**AUSGEWÄHLTER AUSZUG**
Drinnen geht es seit 7 Uhr morgens zu wie in einem Bienenstock. Schließlich sollen alle Waren sortiert und eingeräumt sein, bis die Kunden kommen. Manuela Grißmer und Renato Gallacchi teilen sich die Leitung in Fellbach. Sobald sie eine der grünen Klappkisten leer geräumt haben, fliegt diese in die Ecke. Die Regale füllen sich mit Obst und Gemüse. Nebendran im Kühlregal liegen Käse und Tortellinis. Scheinbar gibt es alles, was man auch in einem Supermarkt finden würde.

Ist die Auswahl groß, dann zeigt das, dass zuviel produziert wurde

Das ist aber nicht gut. „Wenn wir so eine große Auswahl haben, ist das zwar schön für unsere Kundschaft. Aber grundsätzlich ist es ein schlechtes Zeichen, denn es zeigt, dass wieder jede Menge überproduziert wurde“, erklärt Susanne Tylingo. Die 46-Jährige ist stellvertretende Projektleiterin der Schwäbischen Tafeln und leitet den Laden in Stuttgart-Mitte. Davor war sie dreieinhalb Jahre als Leiterin in Fellbach zuständig. Während sie durch die Räume läuft, immer wieder Bekannte begrüßt und anpackt, wo Not am Mann ist, sagt sie: „Der Laden ist schon irgendwie mein Baby.“

Gegründet wurde die Filiale an der Ecke Esslinger- und Wernerstraße vor elf Jahren. Ehrenamtliche sahen den Bedarf und wendeten sich an die Stadt. „Die drei Stuttgarter Läden wurden als Vorbild für die Fellbacher Filiale genommen“, sagt Susanne Tylingo. Zusätzlich zu der großen Ladenfläche mit Anlieferung und Lager wurde noch eine kleine Boutique eröffnet. Dort können die Bedürftigen Kleider und Haushaltswaren zu Centbeträgen erstehen.

Einkaufen darf aber sowohl dort als auch im Lebensmittelbereich nur, wer über eine Bonuscard oder eine Tafelkarte verfügt. Wer eine Bonuscard bekommt, dessen Bedürftigkeit wurde von der Stadt geprüft. „Es gibt aber auch die Möglichkeit, dass wir anhand von Dokumenten feststellen, ob die Bedingungen für die Nutzung unseres Ladens erfüllt sind. Ist dies der Fall, wird eine Tafelkarte für maximal ein Jahr ausgestellt“, sagt Susanne Tylingo. Dies sei unter anderem mit Hartz IV- und Wohngeldbescheid oder Sozialhilfe der Fall. Aber auch Menschen ohne Papiere – beispielsweise Obdachlose – dürfen bis zu zweimal am Tag im Tafelladen einkaufen.

**ARBEITSANWEISUNGEN**
**A)** Wie lange leitete Susanne Tylingo laut dem Text über den Tafelladen in Fellbach zuvor die Fellbacher Filiale?
**B)** Schreiben Sie aus dem Text über den Tafelladen in Fellbach die Passage von „Drinnen geht es“ bis einschließlich „Supermarkt finden würde.“ wörtlich heraus.

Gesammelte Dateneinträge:
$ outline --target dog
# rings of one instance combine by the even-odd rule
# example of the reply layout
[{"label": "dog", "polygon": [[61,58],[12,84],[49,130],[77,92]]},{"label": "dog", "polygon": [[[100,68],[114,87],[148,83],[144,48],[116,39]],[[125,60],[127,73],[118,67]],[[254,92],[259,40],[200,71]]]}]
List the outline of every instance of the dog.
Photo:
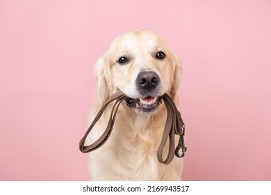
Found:
[{"label": "dog", "polygon": [[[121,103],[107,142],[89,153],[92,180],[181,180],[182,158],[174,157],[165,165],[156,153],[167,117],[167,108],[158,98],[166,93],[178,104],[181,72],[177,55],[153,31],[128,31],[113,41],[95,65],[97,91],[90,120],[116,91],[130,98]],[[89,143],[106,128],[112,107],[88,136]]]}]

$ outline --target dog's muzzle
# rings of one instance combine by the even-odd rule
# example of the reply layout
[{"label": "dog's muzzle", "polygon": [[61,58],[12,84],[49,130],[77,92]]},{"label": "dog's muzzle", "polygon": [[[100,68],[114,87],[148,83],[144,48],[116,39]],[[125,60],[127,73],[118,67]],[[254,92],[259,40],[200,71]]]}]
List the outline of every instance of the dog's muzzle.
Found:
[{"label": "dog's muzzle", "polygon": [[162,102],[162,98],[157,97],[160,78],[154,72],[142,72],[136,79],[138,93],[142,97],[139,99],[128,98],[125,99],[130,108],[136,108],[142,113],[153,113]]}]

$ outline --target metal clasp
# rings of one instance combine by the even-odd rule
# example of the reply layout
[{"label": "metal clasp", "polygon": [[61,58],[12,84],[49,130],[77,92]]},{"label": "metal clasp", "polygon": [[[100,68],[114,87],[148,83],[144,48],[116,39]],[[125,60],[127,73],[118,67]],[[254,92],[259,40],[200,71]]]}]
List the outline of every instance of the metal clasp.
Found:
[{"label": "metal clasp", "polygon": [[[184,145],[184,133],[185,133],[185,126],[182,125],[183,134],[180,135],[180,139],[179,139],[178,146],[175,150],[175,155],[179,158],[181,158],[184,156],[184,153],[186,152],[187,148]],[[181,154],[179,154],[179,150],[181,149]]]}]

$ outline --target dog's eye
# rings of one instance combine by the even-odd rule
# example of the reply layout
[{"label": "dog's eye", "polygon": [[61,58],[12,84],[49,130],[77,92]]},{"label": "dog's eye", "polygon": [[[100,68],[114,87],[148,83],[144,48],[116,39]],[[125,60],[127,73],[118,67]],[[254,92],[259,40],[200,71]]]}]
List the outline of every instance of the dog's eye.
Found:
[{"label": "dog's eye", "polygon": [[161,60],[161,59],[165,58],[165,54],[164,52],[157,52],[157,54],[156,54],[156,58]]},{"label": "dog's eye", "polygon": [[126,57],[120,57],[117,62],[120,64],[126,63],[129,61],[129,59]]}]

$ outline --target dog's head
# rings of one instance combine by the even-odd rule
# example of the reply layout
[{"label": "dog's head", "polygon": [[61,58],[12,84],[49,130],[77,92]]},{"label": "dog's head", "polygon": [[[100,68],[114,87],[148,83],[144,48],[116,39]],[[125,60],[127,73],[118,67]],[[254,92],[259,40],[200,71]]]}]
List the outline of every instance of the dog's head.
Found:
[{"label": "dog's head", "polygon": [[160,97],[167,93],[172,99],[181,80],[177,56],[156,33],[140,30],[118,36],[95,65],[97,98],[100,104],[117,90],[136,111],[154,114]]}]

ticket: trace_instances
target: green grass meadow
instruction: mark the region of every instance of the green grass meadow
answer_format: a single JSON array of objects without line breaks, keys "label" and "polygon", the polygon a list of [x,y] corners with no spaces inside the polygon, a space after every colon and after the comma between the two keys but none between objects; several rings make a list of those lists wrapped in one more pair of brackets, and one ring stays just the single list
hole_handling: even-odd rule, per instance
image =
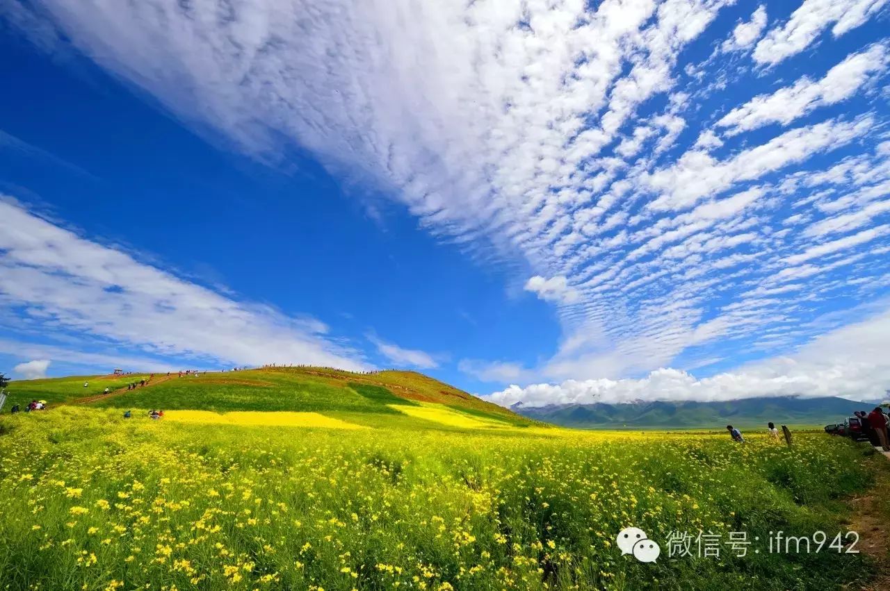
[{"label": "green grass meadow", "polygon": [[[450,393],[433,402],[441,388],[410,374],[239,373],[0,415],[0,588],[804,591],[875,571],[864,555],[753,542],[846,531],[844,499],[887,470],[866,445],[576,431]],[[155,407],[168,418],[148,419]],[[319,412],[356,428],[174,419],[190,409]],[[628,526],[661,546],[655,563],[622,555]],[[745,531],[752,545],[668,556],[681,531]]]}]

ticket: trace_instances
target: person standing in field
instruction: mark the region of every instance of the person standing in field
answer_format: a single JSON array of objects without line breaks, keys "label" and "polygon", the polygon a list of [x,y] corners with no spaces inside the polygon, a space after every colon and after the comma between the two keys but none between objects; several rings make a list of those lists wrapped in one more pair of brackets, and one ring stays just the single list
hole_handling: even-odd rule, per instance
[{"label": "person standing in field", "polygon": [[770,435],[770,439],[779,439],[779,429],[776,428],[775,423],[766,424],[766,433]]},{"label": "person standing in field", "polygon": [[869,414],[869,422],[871,428],[878,432],[878,439],[880,440],[881,448],[885,451],[890,451],[890,445],[887,444],[887,418],[881,411],[880,406],[876,406],[875,410]]},{"label": "person standing in field", "polygon": [[862,435],[869,438],[869,443],[879,446],[881,441],[878,438],[878,432],[871,428],[871,421],[869,420],[868,413],[865,411],[856,411],[854,414],[859,417],[859,424],[862,426]]},{"label": "person standing in field", "polygon": [[726,430],[729,431],[730,435],[732,437],[732,441],[737,441],[740,443],[745,443],[745,438],[741,435],[741,431],[735,428],[732,425],[727,425]]}]

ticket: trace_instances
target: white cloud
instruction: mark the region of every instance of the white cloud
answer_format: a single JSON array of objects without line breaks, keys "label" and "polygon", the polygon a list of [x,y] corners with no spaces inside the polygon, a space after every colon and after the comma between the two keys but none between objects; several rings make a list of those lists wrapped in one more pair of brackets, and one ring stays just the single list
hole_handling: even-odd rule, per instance
[{"label": "white cloud", "polygon": [[722,162],[706,152],[686,152],[676,164],[643,177],[651,190],[662,193],[650,206],[656,210],[689,207],[701,197],[724,191],[733,183],[754,180],[814,153],[837,149],[867,132],[872,123],[866,117],[801,127]]},{"label": "white cloud", "polygon": [[12,371],[25,379],[39,379],[46,377],[46,370],[50,367],[49,359],[35,359],[24,363],[19,363]]},{"label": "white cloud", "polygon": [[804,0],[782,26],[770,30],[754,50],[754,60],[773,65],[806,49],[832,24],[840,36],[864,24],[887,0]]},{"label": "white cloud", "polygon": [[886,72],[890,52],[886,44],[876,44],[848,56],[825,75],[813,81],[807,76],[773,94],[761,94],[727,113],[716,122],[732,136],[769,124],[787,125],[819,107],[833,105],[853,96],[875,74]]},{"label": "white cloud", "polygon": [[856,234],[844,236],[843,238],[837,238],[837,240],[832,240],[831,242],[812,246],[803,252],[788,257],[785,260],[785,262],[789,265],[797,265],[805,260],[810,260],[811,259],[823,257],[827,254],[833,254],[838,251],[844,251],[853,246],[864,244],[865,243],[870,242],[875,238],[886,236],[888,233],[890,233],[890,225],[887,224],[870,228],[867,230],[862,230]]},{"label": "white cloud", "polygon": [[525,291],[538,294],[541,299],[562,304],[574,303],[580,298],[580,293],[569,285],[564,276],[545,279],[536,275],[525,282]]},{"label": "white cloud", "polygon": [[384,355],[393,363],[417,367],[422,370],[439,367],[439,362],[437,362],[433,355],[428,353],[418,351],[417,349],[403,348],[398,345],[382,340],[373,334],[368,334],[367,337],[368,339],[374,343],[374,346],[377,347],[377,351],[380,355]]},{"label": "white cloud", "polygon": [[765,27],[766,6],[761,4],[751,14],[750,20],[740,22],[732,29],[732,36],[724,42],[723,50],[724,52],[738,52],[748,49],[760,38],[760,34],[763,33]]},{"label": "white cloud", "polygon": [[20,310],[50,334],[80,333],[81,348],[111,339],[166,359],[363,367],[316,320],[237,301],[8,202],[0,202],[0,308]]},{"label": "white cloud", "polygon": [[561,384],[510,386],[489,397],[505,406],[627,403],[652,400],[724,401],[803,395],[859,400],[884,395],[890,383],[890,312],[829,332],[789,356],[774,357],[710,378],[659,369],[640,379],[569,379]]},{"label": "white cloud", "polygon": [[[522,380],[558,381],[642,375],[681,354],[711,358],[713,346],[773,355],[813,336],[802,327],[813,314],[874,298],[890,272],[878,240],[789,262],[886,223],[870,204],[890,183],[886,105],[848,100],[844,116],[819,117],[878,71],[855,58],[825,76],[843,56],[816,44],[881,3],[805,0],[759,42],[766,11],[716,18],[732,4],[44,0],[40,12],[192,127],[273,164],[298,147],[434,236],[538,277],[563,337]],[[854,57],[874,49],[874,31],[861,32],[844,40]],[[786,68],[720,51],[684,62],[692,44],[730,36],[761,64],[820,53],[793,64],[799,86]],[[781,105],[749,101],[751,88],[789,84]],[[757,132],[718,138],[713,122],[732,112],[745,115],[722,129]],[[794,305],[756,295],[792,280]],[[474,363],[490,378],[522,369]]]}]

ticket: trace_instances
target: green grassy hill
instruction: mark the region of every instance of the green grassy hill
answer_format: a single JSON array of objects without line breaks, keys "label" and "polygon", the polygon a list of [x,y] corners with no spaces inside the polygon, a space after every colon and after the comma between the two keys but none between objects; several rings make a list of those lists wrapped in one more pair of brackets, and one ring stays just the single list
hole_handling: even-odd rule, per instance
[{"label": "green grassy hill", "polygon": [[[128,383],[143,378],[150,378],[146,386],[126,389]],[[103,395],[106,387],[111,390],[108,395]],[[318,412],[368,427],[537,424],[415,371],[355,373],[320,367],[274,367],[203,372],[199,377],[176,372],[77,376],[13,381],[9,392],[8,407],[37,399],[51,405],[119,409]]]},{"label": "green grassy hill", "polygon": [[[839,499],[890,467],[846,438],[558,428],[410,371],[125,389],[142,378],[11,384],[11,403],[50,405],[0,414],[0,588],[781,591],[876,572],[864,554],[763,545],[665,555],[672,531],[846,531]],[[622,555],[630,525],[661,544],[657,563]]]}]

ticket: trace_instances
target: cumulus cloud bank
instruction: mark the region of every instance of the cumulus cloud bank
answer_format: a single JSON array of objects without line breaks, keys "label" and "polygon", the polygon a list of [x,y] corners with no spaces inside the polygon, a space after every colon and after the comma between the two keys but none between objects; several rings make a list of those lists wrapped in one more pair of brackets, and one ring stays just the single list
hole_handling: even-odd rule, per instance
[{"label": "cumulus cloud bank", "polygon": [[12,371],[20,375],[25,379],[37,379],[46,377],[46,370],[50,367],[48,359],[35,359],[24,363],[19,363],[12,368]]},{"label": "cumulus cloud bank", "polygon": [[561,384],[510,386],[490,395],[509,406],[627,403],[653,400],[725,401],[771,395],[879,399],[890,384],[890,311],[825,334],[795,355],[696,379],[658,369],[640,379],[569,379]]},{"label": "cumulus cloud bank", "polygon": [[886,289],[887,42],[852,33],[886,4],[4,5],[248,154],[307,149],[518,260],[564,331],[528,369],[562,380],[765,358]]}]

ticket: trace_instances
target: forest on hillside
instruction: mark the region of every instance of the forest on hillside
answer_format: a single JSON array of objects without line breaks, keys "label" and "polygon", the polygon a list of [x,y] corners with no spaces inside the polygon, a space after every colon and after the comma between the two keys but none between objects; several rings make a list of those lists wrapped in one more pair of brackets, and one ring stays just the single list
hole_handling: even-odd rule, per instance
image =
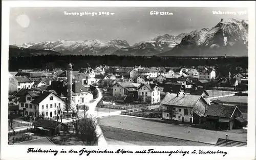
[{"label": "forest on hillside", "polygon": [[115,55],[95,56],[57,56],[41,55],[30,57],[10,58],[9,71],[18,69],[49,69],[50,70],[60,68],[65,69],[71,62],[74,70],[87,67],[88,64],[92,68],[99,65],[108,66],[134,67],[136,65],[146,67],[180,67],[186,66],[216,66],[220,70],[234,70],[238,66],[243,69],[248,68],[248,57],[203,58],[192,59],[188,57],[133,57]]}]

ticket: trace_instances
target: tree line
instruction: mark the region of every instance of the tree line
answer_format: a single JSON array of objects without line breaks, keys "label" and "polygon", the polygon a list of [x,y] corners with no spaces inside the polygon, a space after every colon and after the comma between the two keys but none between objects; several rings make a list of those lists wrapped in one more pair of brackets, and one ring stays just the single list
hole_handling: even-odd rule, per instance
[{"label": "tree line", "polygon": [[124,67],[142,66],[151,67],[180,67],[211,66],[219,67],[235,68],[238,66],[248,68],[248,57],[214,58],[192,59],[189,58],[160,57],[157,56],[118,56],[116,55],[95,56],[57,56],[41,55],[30,57],[11,57],[9,60],[9,71],[18,69],[49,69],[60,68],[65,69],[71,62],[75,70],[87,67],[88,64],[92,68],[99,65]]}]

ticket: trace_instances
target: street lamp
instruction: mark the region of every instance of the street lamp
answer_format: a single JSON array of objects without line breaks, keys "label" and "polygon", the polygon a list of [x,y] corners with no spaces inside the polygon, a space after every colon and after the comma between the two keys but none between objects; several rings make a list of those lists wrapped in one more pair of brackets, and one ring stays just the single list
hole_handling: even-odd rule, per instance
[{"label": "street lamp", "polygon": [[226,134],[226,142],[227,147],[227,137],[228,137],[228,135]]}]

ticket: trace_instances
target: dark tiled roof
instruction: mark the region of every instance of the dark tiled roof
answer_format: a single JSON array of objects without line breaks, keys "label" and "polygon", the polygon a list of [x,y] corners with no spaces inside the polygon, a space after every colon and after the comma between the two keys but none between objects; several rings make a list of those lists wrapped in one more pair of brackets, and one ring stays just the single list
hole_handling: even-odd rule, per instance
[{"label": "dark tiled roof", "polygon": [[236,108],[236,105],[230,106],[212,104],[209,106],[205,115],[230,118]]},{"label": "dark tiled roof", "polygon": [[123,88],[135,87],[133,84],[129,82],[118,82],[117,83]]},{"label": "dark tiled roof", "polygon": [[203,89],[197,89],[196,90],[191,90],[190,92],[190,94],[192,95],[197,95],[201,96],[203,94],[203,92],[205,93],[205,94],[206,95],[209,96],[209,94],[208,94],[207,92]]},{"label": "dark tiled roof", "polygon": [[24,141],[14,144],[19,145],[55,145],[55,144],[48,137],[39,138],[31,141]]},{"label": "dark tiled roof", "polygon": [[205,84],[205,83],[209,83],[208,81],[206,79],[201,79],[201,80],[198,80],[198,82],[201,83],[201,84]]},{"label": "dark tiled roof", "polygon": [[179,94],[178,97],[177,97],[177,94],[176,93],[167,93],[162,100],[161,104],[194,107],[199,100],[199,98],[201,98],[201,96],[191,95],[190,94],[185,94],[184,95],[183,93],[181,93]]},{"label": "dark tiled roof", "polygon": [[212,100],[211,103],[212,103],[214,104],[219,104],[219,103],[223,103],[223,102],[221,100],[220,100],[219,99],[216,99],[216,100]]},{"label": "dark tiled roof", "polygon": [[31,103],[32,104],[39,104],[52,93],[52,92],[44,91],[43,93],[39,94],[38,96]]},{"label": "dark tiled roof", "polygon": [[35,121],[33,124],[33,125],[36,127],[41,127],[45,128],[45,129],[47,128],[55,129],[57,127],[59,126],[60,124],[66,125],[64,123],[62,123],[60,122],[41,119],[39,119],[36,121]]},{"label": "dark tiled roof", "polygon": [[31,82],[27,76],[14,76],[18,82]]},{"label": "dark tiled roof", "polygon": [[87,89],[81,83],[79,82],[75,82],[72,85],[72,90],[74,93],[79,93],[88,92]]},{"label": "dark tiled roof", "polygon": [[163,92],[177,93],[181,89],[185,89],[185,86],[180,83],[172,83],[167,82],[164,84]]},{"label": "dark tiled roof", "polygon": [[27,76],[28,78],[36,78],[46,77],[46,75],[43,73],[32,73],[32,72],[18,72],[15,76]]}]

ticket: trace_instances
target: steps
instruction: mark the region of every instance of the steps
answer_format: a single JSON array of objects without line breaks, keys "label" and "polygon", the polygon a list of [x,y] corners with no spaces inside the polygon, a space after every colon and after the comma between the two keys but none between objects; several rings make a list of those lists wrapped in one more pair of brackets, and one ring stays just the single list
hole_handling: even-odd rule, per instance
[{"label": "steps", "polygon": [[[227,146],[228,147],[244,147],[247,146],[247,144],[246,142],[243,142],[240,141],[233,141],[231,140],[227,140]],[[227,141],[226,139],[219,138],[218,140],[217,143],[216,143],[217,146],[227,146]]]}]

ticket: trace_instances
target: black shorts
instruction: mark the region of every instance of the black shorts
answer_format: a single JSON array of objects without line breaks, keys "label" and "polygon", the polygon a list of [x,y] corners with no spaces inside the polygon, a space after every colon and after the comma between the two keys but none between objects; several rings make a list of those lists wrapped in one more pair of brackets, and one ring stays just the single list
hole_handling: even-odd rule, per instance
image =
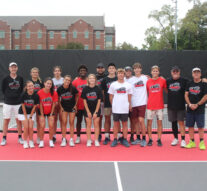
[{"label": "black shorts", "polygon": [[114,121],[128,121],[129,114],[128,113],[113,113]]}]

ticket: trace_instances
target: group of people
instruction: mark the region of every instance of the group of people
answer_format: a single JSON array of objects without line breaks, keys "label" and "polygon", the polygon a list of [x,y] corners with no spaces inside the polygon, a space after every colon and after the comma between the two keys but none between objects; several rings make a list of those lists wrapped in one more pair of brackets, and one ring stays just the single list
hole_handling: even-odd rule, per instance
[{"label": "group of people", "polygon": [[[30,71],[31,79],[24,84],[23,78],[17,75],[17,63],[9,64],[10,74],[2,81],[4,94],[3,105],[3,137],[1,145],[7,143],[8,124],[12,114],[15,115],[18,142],[24,148],[34,148],[33,126],[36,120],[37,139],[40,148],[44,147],[44,130],[46,120],[49,126],[49,146],[56,142],[57,121],[60,122],[62,142],[67,145],[67,123],[69,119],[70,139],[68,144],[73,147],[81,143],[81,124],[86,122],[87,147],[92,146],[91,127],[94,125],[94,145],[100,146],[102,140],[102,119],[104,116],[104,140],[107,145],[111,141],[111,116],[113,116],[113,141],[111,147],[122,144],[126,147],[140,144],[141,147],[152,146],[152,121],[157,118],[157,145],[162,146],[162,120],[164,109],[163,92],[167,93],[168,120],[172,123],[174,139],[172,146],[178,145],[178,125],[181,143],[184,148],[195,148],[194,126],[199,132],[199,148],[205,150],[204,119],[207,101],[206,79],[201,78],[201,69],[192,69],[192,80],[181,77],[180,68],[171,69],[171,77],[160,76],[160,68],[153,66],[151,76],[142,74],[142,65],[138,62],[124,69],[116,69],[114,63],[107,66],[98,63],[96,74],[88,75],[86,65],[78,68],[78,77],[72,80],[70,75],[61,76],[62,69],[55,66],[53,78],[43,82],[39,69]],[[134,72],[134,75],[133,75]],[[186,110],[187,104],[187,110]],[[146,115],[146,116],[145,116]],[[77,118],[74,140],[74,121]],[[145,126],[147,119],[147,127]],[[128,135],[128,119],[130,120],[131,136]],[[185,123],[186,120],[186,123]],[[22,126],[24,128],[22,139]],[[185,126],[189,128],[190,141],[185,142]],[[136,138],[135,138],[136,134]],[[148,134],[148,142],[146,141]],[[130,142],[130,143],[129,143]]]}]

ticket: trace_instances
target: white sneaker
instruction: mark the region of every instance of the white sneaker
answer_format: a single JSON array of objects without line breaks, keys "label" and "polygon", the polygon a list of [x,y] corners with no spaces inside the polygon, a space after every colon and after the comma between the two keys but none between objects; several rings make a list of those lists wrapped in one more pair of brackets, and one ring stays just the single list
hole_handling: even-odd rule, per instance
[{"label": "white sneaker", "polygon": [[1,146],[5,146],[5,145],[6,145],[6,139],[2,139]]},{"label": "white sneaker", "polygon": [[87,146],[87,147],[91,147],[91,140],[88,140],[88,141],[87,141],[86,146]]},{"label": "white sneaker", "polygon": [[97,140],[95,141],[95,146],[100,147],[100,143]]},{"label": "white sneaker", "polygon": [[29,141],[29,147],[34,148],[34,142],[33,141]]},{"label": "white sneaker", "polygon": [[53,140],[49,141],[49,145],[50,145],[50,147],[54,147],[55,146],[54,143],[53,143]]},{"label": "white sneaker", "polygon": [[18,139],[18,143],[20,143],[21,145],[23,145],[23,144],[24,144],[23,139],[22,139],[22,138],[19,138],[19,139]]},{"label": "white sneaker", "polygon": [[76,138],[75,143],[76,143],[76,144],[79,144],[79,143],[80,143],[80,137],[77,137],[77,138]]},{"label": "white sneaker", "polygon": [[71,147],[74,147],[75,146],[74,141],[73,141],[73,138],[70,138],[69,145]]},{"label": "white sneaker", "polygon": [[180,146],[181,146],[182,148],[185,148],[185,146],[186,146],[186,142],[185,142],[185,140],[182,140],[182,141],[181,141]]},{"label": "white sneaker", "polygon": [[43,148],[43,147],[44,147],[44,141],[40,141],[39,148]]},{"label": "white sneaker", "polygon": [[36,143],[39,145],[40,144],[40,138],[37,137]]},{"label": "white sneaker", "polygon": [[175,138],[175,139],[173,139],[171,145],[172,145],[172,146],[175,146],[175,145],[178,144],[178,142],[179,142],[178,139]]},{"label": "white sneaker", "polygon": [[63,139],[62,139],[62,143],[61,143],[60,146],[61,146],[61,147],[65,147],[66,144],[67,144],[66,138],[63,138]]},{"label": "white sneaker", "polygon": [[29,148],[29,145],[28,145],[27,141],[24,141],[23,148],[24,149],[28,149]]}]

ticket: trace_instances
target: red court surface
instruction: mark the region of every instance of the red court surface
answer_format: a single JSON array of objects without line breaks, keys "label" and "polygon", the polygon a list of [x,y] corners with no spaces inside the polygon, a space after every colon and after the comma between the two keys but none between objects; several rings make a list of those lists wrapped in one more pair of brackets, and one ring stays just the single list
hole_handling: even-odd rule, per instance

**ERGEBNISSE DER ÜBUNG**
**A)** Dreieinhalb Jahre.

**B)**
Drinnen geht es seit 7 Uhr morgens zu wie in einem Bienenstock. Schließlich sollen alle Waren sortiert und eingeräumt sein, bis die Kunden kommen. Manuela Grißmer und Renato Gallacchi teilen sich die Leitung in Fellbach. Sobald sie eine der grünen Klappkisten leer geräumt haben, fliegt diese in die Ecke. Die Regale füllen sich mit Obst und Gemüse. Nebendran im Kühlregal liegen Käse und Tortellinis. Scheinbar gibt es alles, was man auch in einem Supermarkt finden würde.